● **TEXTO DE LEITURA**
◆ ◆ ◆ ◆ ◆ ◆ ◆
David Bowie: Oh, meu, não posso… Acho que tenho gostos muito alargados. Vão da música clássica, gosto muito de Stravisnky, compositores modernos como Phillip Glass, a velhas bandas como os Pixies. (o público aplaude) Quero dizer, é verdade… E (John) Coltrane e Eric Dolby e… nunca mais acaba. Ainda ouço o Little Richard, por vezes.
Arsenio Hall: Hmm, temos que fazer um breve intervalo para anúncios, mas deixa-me ver se deixo isto claro… Vais ficar connosco a noite inteira e vais fazer um dueto com o Al e vamos todos conversar. Ainda há muito para vir! David Bowie! (o público aplaude)
(passa um excerto de um vídeo ao vivo de Changes, gravado na era Ziggy Stardust)
Arsenio Hall: Interpretando o tema principal de Black Tie White Noise, aplausos para David Bowie e Al B.!
Interpretam uma versão ao vivo de Black Tie White Noise, publicado como single em junho de 1993, seguida de um excerto do vídeo do tema.
◆ ◆ ◆ ◆ ◆ ◆ ◆
● **TAREFAS**
1. Transcreve da entrevista com David Bowie o trecho que vai de "David Bowie: Oh, meu, não" até "era Ziggy Stardust)".
2. Dá seguimento à entrevista com David Bowie a partir da última frase apresentada.

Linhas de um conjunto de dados
◆ ◆ ◆ ◆ ◆ ◆ ◆
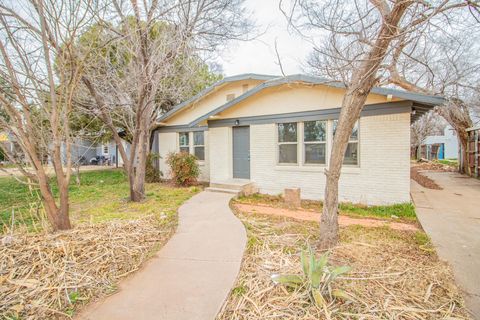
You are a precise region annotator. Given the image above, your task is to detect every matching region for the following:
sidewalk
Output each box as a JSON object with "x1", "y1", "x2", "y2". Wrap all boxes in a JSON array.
[
  {"x1": 411, "y1": 172, "x2": 480, "y2": 319},
  {"x1": 77, "y1": 192, "x2": 247, "y2": 320}
]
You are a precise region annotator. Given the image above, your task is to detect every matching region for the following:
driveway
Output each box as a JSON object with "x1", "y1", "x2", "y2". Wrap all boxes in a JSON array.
[{"x1": 411, "y1": 172, "x2": 480, "y2": 319}]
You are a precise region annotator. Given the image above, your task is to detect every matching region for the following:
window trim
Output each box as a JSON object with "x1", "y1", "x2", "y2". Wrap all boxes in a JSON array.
[
  {"x1": 302, "y1": 120, "x2": 330, "y2": 167},
  {"x1": 192, "y1": 131, "x2": 206, "y2": 162},
  {"x1": 275, "y1": 121, "x2": 301, "y2": 167},
  {"x1": 330, "y1": 117, "x2": 361, "y2": 168},
  {"x1": 178, "y1": 131, "x2": 191, "y2": 153}
]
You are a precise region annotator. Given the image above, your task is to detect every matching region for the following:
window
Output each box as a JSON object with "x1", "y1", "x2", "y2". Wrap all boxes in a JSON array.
[
  {"x1": 333, "y1": 120, "x2": 358, "y2": 165},
  {"x1": 278, "y1": 122, "x2": 297, "y2": 163},
  {"x1": 193, "y1": 131, "x2": 205, "y2": 160},
  {"x1": 303, "y1": 121, "x2": 327, "y2": 164},
  {"x1": 178, "y1": 132, "x2": 190, "y2": 153}
]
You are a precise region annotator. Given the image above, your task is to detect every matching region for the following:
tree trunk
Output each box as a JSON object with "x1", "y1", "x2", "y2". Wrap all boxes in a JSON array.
[
  {"x1": 130, "y1": 121, "x2": 150, "y2": 202},
  {"x1": 318, "y1": 0, "x2": 412, "y2": 249},
  {"x1": 38, "y1": 174, "x2": 72, "y2": 231},
  {"x1": 318, "y1": 91, "x2": 373, "y2": 249}
]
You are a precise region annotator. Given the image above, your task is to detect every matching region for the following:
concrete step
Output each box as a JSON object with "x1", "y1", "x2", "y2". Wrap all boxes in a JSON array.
[
  {"x1": 210, "y1": 181, "x2": 253, "y2": 191},
  {"x1": 205, "y1": 187, "x2": 241, "y2": 196}
]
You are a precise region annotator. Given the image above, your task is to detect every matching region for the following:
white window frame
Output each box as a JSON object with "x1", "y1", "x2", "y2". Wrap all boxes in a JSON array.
[
  {"x1": 301, "y1": 120, "x2": 330, "y2": 167},
  {"x1": 178, "y1": 131, "x2": 191, "y2": 153},
  {"x1": 332, "y1": 119, "x2": 360, "y2": 168},
  {"x1": 192, "y1": 131, "x2": 207, "y2": 162},
  {"x1": 275, "y1": 121, "x2": 301, "y2": 167}
]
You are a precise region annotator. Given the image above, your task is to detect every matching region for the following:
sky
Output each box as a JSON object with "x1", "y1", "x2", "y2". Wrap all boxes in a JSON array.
[{"x1": 218, "y1": 0, "x2": 312, "y2": 76}]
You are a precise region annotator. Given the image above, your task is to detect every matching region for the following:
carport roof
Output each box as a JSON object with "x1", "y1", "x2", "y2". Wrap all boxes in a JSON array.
[{"x1": 159, "y1": 73, "x2": 445, "y2": 126}]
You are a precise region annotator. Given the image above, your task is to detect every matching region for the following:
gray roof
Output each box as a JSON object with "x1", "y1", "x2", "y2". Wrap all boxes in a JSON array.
[
  {"x1": 160, "y1": 74, "x2": 445, "y2": 126},
  {"x1": 158, "y1": 73, "x2": 278, "y2": 121}
]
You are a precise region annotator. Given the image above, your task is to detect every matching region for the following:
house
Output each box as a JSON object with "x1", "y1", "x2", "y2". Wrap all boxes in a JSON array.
[
  {"x1": 155, "y1": 74, "x2": 443, "y2": 205},
  {"x1": 420, "y1": 125, "x2": 459, "y2": 160},
  {"x1": 62, "y1": 138, "x2": 130, "y2": 167}
]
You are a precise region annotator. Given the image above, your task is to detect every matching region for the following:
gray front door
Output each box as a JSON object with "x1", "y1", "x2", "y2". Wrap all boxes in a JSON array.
[{"x1": 233, "y1": 127, "x2": 250, "y2": 179}]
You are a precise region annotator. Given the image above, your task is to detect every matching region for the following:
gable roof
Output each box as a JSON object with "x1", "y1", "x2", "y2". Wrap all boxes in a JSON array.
[
  {"x1": 161, "y1": 74, "x2": 445, "y2": 127},
  {"x1": 158, "y1": 73, "x2": 278, "y2": 121}
]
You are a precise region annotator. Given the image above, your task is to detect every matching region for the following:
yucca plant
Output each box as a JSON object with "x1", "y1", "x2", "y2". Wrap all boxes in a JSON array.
[{"x1": 272, "y1": 246, "x2": 352, "y2": 307}]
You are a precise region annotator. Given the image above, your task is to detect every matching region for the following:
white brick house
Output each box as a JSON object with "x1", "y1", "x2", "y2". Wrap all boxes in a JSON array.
[{"x1": 156, "y1": 74, "x2": 443, "y2": 205}]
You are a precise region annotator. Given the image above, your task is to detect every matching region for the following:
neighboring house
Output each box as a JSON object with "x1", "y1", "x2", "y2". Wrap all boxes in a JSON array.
[
  {"x1": 62, "y1": 138, "x2": 130, "y2": 167},
  {"x1": 156, "y1": 74, "x2": 443, "y2": 205},
  {"x1": 421, "y1": 125, "x2": 458, "y2": 160},
  {"x1": 0, "y1": 132, "x2": 15, "y2": 162}
]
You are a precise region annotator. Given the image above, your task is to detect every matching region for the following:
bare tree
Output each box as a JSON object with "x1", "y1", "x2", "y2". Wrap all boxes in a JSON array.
[
  {"x1": 81, "y1": 0, "x2": 250, "y2": 201},
  {"x1": 410, "y1": 111, "x2": 445, "y2": 157},
  {"x1": 280, "y1": 0, "x2": 475, "y2": 248},
  {"x1": 0, "y1": 0, "x2": 97, "y2": 230},
  {"x1": 384, "y1": 26, "x2": 480, "y2": 172}
]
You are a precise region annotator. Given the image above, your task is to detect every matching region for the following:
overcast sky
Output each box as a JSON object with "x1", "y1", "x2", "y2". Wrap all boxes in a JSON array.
[{"x1": 219, "y1": 0, "x2": 312, "y2": 76}]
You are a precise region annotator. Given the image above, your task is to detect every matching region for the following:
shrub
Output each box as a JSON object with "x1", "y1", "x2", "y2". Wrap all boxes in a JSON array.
[
  {"x1": 167, "y1": 152, "x2": 200, "y2": 186},
  {"x1": 145, "y1": 153, "x2": 162, "y2": 183},
  {"x1": 272, "y1": 246, "x2": 353, "y2": 308}
]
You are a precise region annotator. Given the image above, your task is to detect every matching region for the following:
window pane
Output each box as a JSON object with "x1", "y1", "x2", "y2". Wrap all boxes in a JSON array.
[
  {"x1": 305, "y1": 143, "x2": 326, "y2": 164},
  {"x1": 193, "y1": 131, "x2": 205, "y2": 146},
  {"x1": 194, "y1": 147, "x2": 205, "y2": 160},
  {"x1": 278, "y1": 144, "x2": 297, "y2": 163},
  {"x1": 179, "y1": 132, "x2": 189, "y2": 146},
  {"x1": 343, "y1": 142, "x2": 358, "y2": 165},
  {"x1": 333, "y1": 120, "x2": 358, "y2": 140},
  {"x1": 350, "y1": 121, "x2": 358, "y2": 141},
  {"x1": 278, "y1": 122, "x2": 297, "y2": 142},
  {"x1": 304, "y1": 121, "x2": 327, "y2": 141}
]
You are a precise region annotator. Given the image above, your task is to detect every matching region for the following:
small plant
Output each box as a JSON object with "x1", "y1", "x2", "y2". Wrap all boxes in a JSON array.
[
  {"x1": 167, "y1": 152, "x2": 200, "y2": 186},
  {"x1": 145, "y1": 153, "x2": 162, "y2": 183},
  {"x1": 272, "y1": 246, "x2": 352, "y2": 307}
]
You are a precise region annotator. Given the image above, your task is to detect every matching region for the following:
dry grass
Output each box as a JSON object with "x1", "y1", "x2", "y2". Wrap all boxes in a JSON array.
[
  {"x1": 217, "y1": 212, "x2": 468, "y2": 320},
  {"x1": 0, "y1": 216, "x2": 176, "y2": 319},
  {"x1": 410, "y1": 162, "x2": 456, "y2": 190}
]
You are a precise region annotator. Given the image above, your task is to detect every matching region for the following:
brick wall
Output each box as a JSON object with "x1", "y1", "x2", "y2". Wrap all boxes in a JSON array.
[
  {"x1": 158, "y1": 131, "x2": 210, "y2": 181},
  {"x1": 250, "y1": 113, "x2": 410, "y2": 204}
]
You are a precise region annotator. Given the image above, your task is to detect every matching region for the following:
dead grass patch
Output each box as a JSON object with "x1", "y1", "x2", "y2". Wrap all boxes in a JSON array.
[
  {"x1": 217, "y1": 212, "x2": 468, "y2": 320},
  {"x1": 410, "y1": 166, "x2": 443, "y2": 190},
  {"x1": 0, "y1": 215, "x2": 177, "y2": 319}
]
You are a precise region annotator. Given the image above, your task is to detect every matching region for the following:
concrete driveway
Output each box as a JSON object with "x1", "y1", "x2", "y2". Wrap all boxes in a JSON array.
[{"x1": 411, "y1": 172, "x2": 480, "y2": 319}]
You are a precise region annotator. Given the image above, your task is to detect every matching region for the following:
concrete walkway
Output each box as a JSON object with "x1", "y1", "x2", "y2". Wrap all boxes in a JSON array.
[
  {"x1": 411, "y1": 172, "x2": 480, "y2": 319},
  {"x1": 78, "y1": 192, "x2": 247, "y2": 320}
]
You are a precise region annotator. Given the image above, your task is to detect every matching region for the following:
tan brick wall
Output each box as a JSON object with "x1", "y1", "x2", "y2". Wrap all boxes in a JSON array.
[{"x1": 250, "y1": 113, "x2": 410, "y2": 204}]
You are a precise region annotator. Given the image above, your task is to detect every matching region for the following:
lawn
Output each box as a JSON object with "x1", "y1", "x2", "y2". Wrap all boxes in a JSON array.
[
  {"x1": 217, "y1": 206, "x2": 469, "y2": 320},
  {"x1": 0, "y1": 169, "x2": 198, "y2": 231},
  {"x1": 0, "y1": 170, "x2": 200, "y2": 319},
  {"x1": 237, "y1": 194, "x2": 416, "y2": 221}
]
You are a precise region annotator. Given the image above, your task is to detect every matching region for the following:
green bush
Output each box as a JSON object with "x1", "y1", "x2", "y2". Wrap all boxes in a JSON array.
[
  {"x1": 145, "y1": 153, "x2": 162, "y2": 183},
  {"x1": 167, "y1": 152, "x2": 200, "y2": 186},
  {"x1": 272, "y1": 246, "x2": 353, "y2": 308}
]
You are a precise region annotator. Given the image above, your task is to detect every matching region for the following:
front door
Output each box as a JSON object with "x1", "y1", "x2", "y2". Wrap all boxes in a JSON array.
[{"x1": 233, "y1": 127, "x2": 250, "y2": 179}]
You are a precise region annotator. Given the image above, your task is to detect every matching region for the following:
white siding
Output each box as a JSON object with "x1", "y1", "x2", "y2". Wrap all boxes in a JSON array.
[{"x1": 249, "y1": 113, "x2": 410, "y2": 205}]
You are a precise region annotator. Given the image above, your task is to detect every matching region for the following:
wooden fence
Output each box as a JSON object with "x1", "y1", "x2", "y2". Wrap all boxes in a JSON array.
[{"x1": 467, "y1": 127, "x2": 480, "y2": 178}]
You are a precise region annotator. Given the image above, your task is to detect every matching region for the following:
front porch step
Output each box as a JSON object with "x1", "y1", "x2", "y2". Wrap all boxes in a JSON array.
[
  {"x1": 205, "y1": 179, "x2": 258, "y2": 196},
  {"x1": 205, "y1": 187, "x2": 241, "y2": 196},
  {"x1": 210, "y1": 179, "x2": 253, "y2": 191}
]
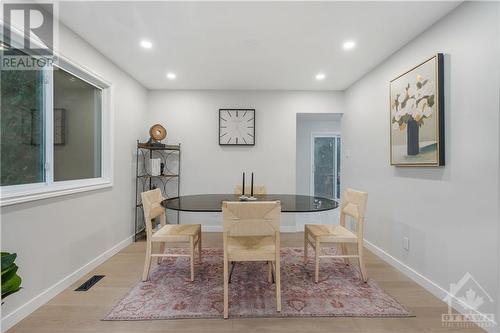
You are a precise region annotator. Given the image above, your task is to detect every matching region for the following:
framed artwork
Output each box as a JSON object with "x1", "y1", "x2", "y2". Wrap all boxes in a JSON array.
[
  {"x1": 389, "y1": 53, "x2": 445, "y2": 166},
  {"x1": 219, "y1": 109, "x2": 255, "y2": 146}
]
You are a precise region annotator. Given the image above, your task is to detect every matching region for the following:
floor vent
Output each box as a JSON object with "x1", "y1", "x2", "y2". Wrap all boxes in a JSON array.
[{"x1": 75, "y1": 275, "x2": 104, "y2": 291}]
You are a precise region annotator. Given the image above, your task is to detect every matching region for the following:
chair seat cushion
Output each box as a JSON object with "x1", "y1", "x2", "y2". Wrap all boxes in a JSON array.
[
  {"x1": 306, "y1": 224, "x2": 358, "y2": 243},
  {"x1": 151, "y1": 224, "x2": 201, "y2": 242},
  {"x1": 227, "y1": 236, "x2": 276, "y2": 261}
]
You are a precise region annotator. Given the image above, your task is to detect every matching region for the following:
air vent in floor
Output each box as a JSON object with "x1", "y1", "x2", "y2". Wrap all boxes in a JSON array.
[{"x1": 75, "y1": 275, "x2": 104, "y2": 291}]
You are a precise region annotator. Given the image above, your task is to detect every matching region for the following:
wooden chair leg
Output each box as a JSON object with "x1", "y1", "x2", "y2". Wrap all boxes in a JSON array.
[
  {"x1": 189, "y1": 236, "x2": 194, "y2": 281},
  {"x1": 274, "y1": 253, "x2": 281, "y2": 312},
  {"x1": 156, "y1": 242, "x2": 165, "y2": 264},
  {"x1": 224, "y1": 258, "x2": 229, "y2": 319},
  {"x1": 340, "y1": 243, "x2": 349, "y2": 266},
  {"x1": 142, "y1": 240, "x2": 152, "y2": 281},
  {"x1": 358, "y1": 242, "x2": 368, "y2": 282},
  {"x1": 198, "y1": 231, "x2": 201, "y2": 264},
  {"x1": 314, "y1": 238, "x2": 321, "y2": 283},
  {"x1": 304, "y1": 225, "x2": 308, "y2": 263}
]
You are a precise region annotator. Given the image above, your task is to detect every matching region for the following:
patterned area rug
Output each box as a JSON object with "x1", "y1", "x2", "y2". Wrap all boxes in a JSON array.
[{"x1": 104, "y1": 248, "x2": 412, "y2": 320}]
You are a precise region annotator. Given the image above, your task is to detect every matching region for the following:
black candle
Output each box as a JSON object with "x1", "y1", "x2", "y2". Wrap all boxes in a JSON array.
[
  {"x1": 250, "y1": 172, "x2": 253, "y2": 197},
  {"x1": 241, "y1": 172, "x2": 245, "y2": 195}
]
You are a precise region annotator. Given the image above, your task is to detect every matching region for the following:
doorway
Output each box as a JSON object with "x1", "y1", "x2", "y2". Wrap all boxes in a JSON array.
[{"x1": 310, "y1": 133, "x2": 341, "y2": 200}]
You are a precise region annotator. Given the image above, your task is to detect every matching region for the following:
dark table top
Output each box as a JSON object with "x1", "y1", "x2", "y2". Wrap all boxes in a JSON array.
[{"x1": 162, "y1": 194, "x2": 338, "y2": 213}]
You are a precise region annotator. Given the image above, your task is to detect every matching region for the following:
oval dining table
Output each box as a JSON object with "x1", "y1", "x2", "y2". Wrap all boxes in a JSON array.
[
  {"x1": 162, "y1": 194, "x2": 338, "y2": 213},
  {"x1": 162, "y1": 194, "x2": 339, "y2": 283}
]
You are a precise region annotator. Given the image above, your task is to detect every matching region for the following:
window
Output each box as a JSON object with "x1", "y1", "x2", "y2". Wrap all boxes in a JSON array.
[{"x1": 0, "y1": 44, "x2": 111, "y2": 205}]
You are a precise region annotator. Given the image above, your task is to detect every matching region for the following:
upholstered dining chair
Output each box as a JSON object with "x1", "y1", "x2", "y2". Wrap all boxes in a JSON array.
[
  {"x1": 234, "y1": 185, "x2": 267, "y2": 195},
  {"x1": 222, "y1": 201, "x2": 281, "y2": 318},
  {"x1": 141, "y1": 189, "x2": 201, "y2": 281},
  {"x1": 304, "y1": 188, "x2": 368, "y2": 283}
]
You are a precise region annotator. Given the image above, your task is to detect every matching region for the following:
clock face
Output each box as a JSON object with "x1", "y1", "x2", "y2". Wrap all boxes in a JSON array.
[{"x1": 219, "y1": 109, "x2": 255, "y2": 146}]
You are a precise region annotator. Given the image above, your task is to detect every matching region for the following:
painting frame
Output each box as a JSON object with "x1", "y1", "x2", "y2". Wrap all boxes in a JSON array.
[{"x1": 389, "y1": 53, "x2": 445, "y2": 167}]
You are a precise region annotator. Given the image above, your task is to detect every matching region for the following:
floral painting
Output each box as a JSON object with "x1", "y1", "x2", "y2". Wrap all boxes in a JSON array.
[{"x1": 390, "y1": 54, "x2": 444, "y2": 166}]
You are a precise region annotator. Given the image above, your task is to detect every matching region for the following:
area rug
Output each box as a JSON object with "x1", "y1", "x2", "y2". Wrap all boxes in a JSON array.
[{"x1": 104, "y1": 248, "x2": 411, "y2": 320}]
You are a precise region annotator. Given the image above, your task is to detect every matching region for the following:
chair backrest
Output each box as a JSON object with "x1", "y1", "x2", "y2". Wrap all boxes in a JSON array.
[
  {"x1": 141, "y1": 188, "x2": 166, "y2": 236},
  {"x1": 222, "y1": 201, "x2": 281, "y2": 237},
  {"x1": 234, "y1": 185, "x2": 267, "y2": 195},
  {"x1": 340, "y1": 188, "x2": 368, "y2": 237}
]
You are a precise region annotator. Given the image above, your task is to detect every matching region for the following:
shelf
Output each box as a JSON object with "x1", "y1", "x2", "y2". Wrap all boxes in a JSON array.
[{"x1": 137, "y1": 143, "x2": 181, "y2": 150}]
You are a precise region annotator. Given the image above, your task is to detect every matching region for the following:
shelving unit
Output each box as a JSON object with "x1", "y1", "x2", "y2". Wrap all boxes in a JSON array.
[{"x1": 134, "y1": 141, "x2": 181, "y2": 241}]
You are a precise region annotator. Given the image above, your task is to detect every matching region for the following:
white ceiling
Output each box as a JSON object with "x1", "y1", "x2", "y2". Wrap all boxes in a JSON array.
[{"x1": 59, "y1": 1, "x2": 459, "y2": 90}]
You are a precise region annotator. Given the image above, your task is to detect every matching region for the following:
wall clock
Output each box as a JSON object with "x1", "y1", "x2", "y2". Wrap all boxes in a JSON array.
[{"x1": 219, "y1": 109, "x2": 255, "y2": 146}]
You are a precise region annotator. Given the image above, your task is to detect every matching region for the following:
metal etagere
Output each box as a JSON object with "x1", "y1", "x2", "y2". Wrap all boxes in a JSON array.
[{"x1": 134, "y1": 141, "x2": 181, "y2": 240}]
◆ ◆ ◆ ◆ ◆ ◆ ◆
● **RESPOSTAS ESCRITAS**
1.
David Bowie: Oh, meu, não posso… Acho que tenho gostos muito alargados. Vão da música clássica, gosto muito de Stravisnky, compositores modernos como Phillip Glass, a velhas bandas como os Pixies. (o público aplaude) Quero dizer, é verdade… E (John) Coltrane e Eric Dolby e… nunca mais acaba. Ainda ouço o Little Richard, por vezes.
Arsenio Hall: Hmm, temos que fazer um breve intervalo para anúncios, mas deixa-me ver se deixo isto claro… Vais ficar connosco a noite inteira e vais fazer um dueto com o Al e vamos todos conversar. Ainda há muito para vir! David Bowie! (o público aplaude)
(passa um excerto de um vídeo ao vivo de Changes, gravado na era Ziggy Stardust)

2.
Arsenio Hall: É funky à brava! Como é que tu e o Al se conheceram?
David Bowie: Temos um amigo comum. Escrevi a canção para o álbum, foi um dos temas mais difíceis de compor porque não costumo escrever em forma narrativa. Quando a escrevi, o que queria realmente fazer era um dueto e o nosso amigo comum disse: “Ouve, convida o Al, vê se ele gosta do tipo de material que estás a compor para o álbum, dá-lhe a letra e vê se ele tem o mesmo tipo de… pelo menos, alguma empatia com o sentimento que estás a expressar”. E, felizmente, ele tinha, pelo que nos juntámos e cantámos. Trata-se de um relacionamento muito recente.
Al B.: Na verdade, andávamos pela Suíça e ele apareceu para jantar…
David Bowie: Ele estava a fazer skate diving.
Arsenio Hall: Não sabia que curtias isso.
Al B.: Podes crer.
David Bowie: (apontando de novo para as linhas da mão) Bungee jumping… (risos)
Al B.: (imitando o gesto) Mas podes riscar a parte do travestismo das minhas… (risos) Andava por lá com o meu irmão mais velho, David, a passear pela Suíça e o sr. Bowie apareceu para jantar, uma pessoa extremamente agradável e sentimos a ligação, foi como magia e, então, começámos a voar, voávamos até Paris e conversávamos… Este homem é um génio!
David Bowie: O Al é um dos… mesmo o… (o público aplaude) O Al é um dos tipos mais espirituais que desde há muito encontrei, uma joia!
Arsenio Hall: Já eras grande fã e conhecias a música dele e tudo isso?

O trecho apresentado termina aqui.